- What is expected -
Copy every line of the records word for word, leaving out the pictures.

(Collected data)
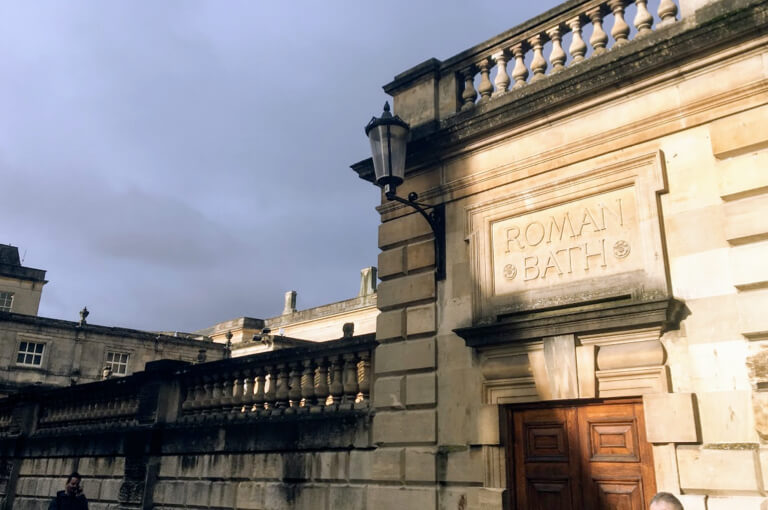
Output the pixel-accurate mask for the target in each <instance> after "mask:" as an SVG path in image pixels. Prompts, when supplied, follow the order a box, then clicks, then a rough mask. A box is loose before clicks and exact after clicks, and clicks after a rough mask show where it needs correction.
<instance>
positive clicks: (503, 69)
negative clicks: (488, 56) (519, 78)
mask: <svg viewBox="0 0 768 510" xmlns="http://www.w3.org/2000/svg"><path fill="white" fill-rule="evenodd" d="M491 58H492V59H493V61H494V62H496V79H495V80H494V84H495V85H496V90H494V91H493V94H491V97H496V96H500V95H501V94H504V93H505V92H506V91H507V90H508V89H509V83H510V81H511V80H510V79H509V75H508V74H507V61H509V53H508V52H506V51H500V52H498V53H494V54H493V56H492V57H491Z"/></svg>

- Written solution -
Output the pixel-accurate mask for the target in each <instance> after "mask:" as an SVG path in image pixels. Prompts, when supplied, follow the order a box, then clicks, then a rough mask. A box is loose before clicks and exact after clicks, and clicks after a rough mask show where it needs correction.
<instance>
positive clicks: (503, 69)
negative clicks: (488, 56) (519, 78)
mask: <svg viewBox="0 0 768 510" xmlns="http://www.w3.org/2000/svg"><path fill="white" fill-rule="evenodd" d="M491 58H492V59H493V61H494V62H496V79H495V80H494V84H495V85H496V90H494V91H493V94H491V97H496V96H500V95H501V94H504V93H505V92H506V91H507V90H508V89H509V83H510V81H511V80H510V79H509V75H508V74H507V61H509V53H508V52H506V51H500V52H498V53H494V54H493V56H492V57H491Z"/></svg>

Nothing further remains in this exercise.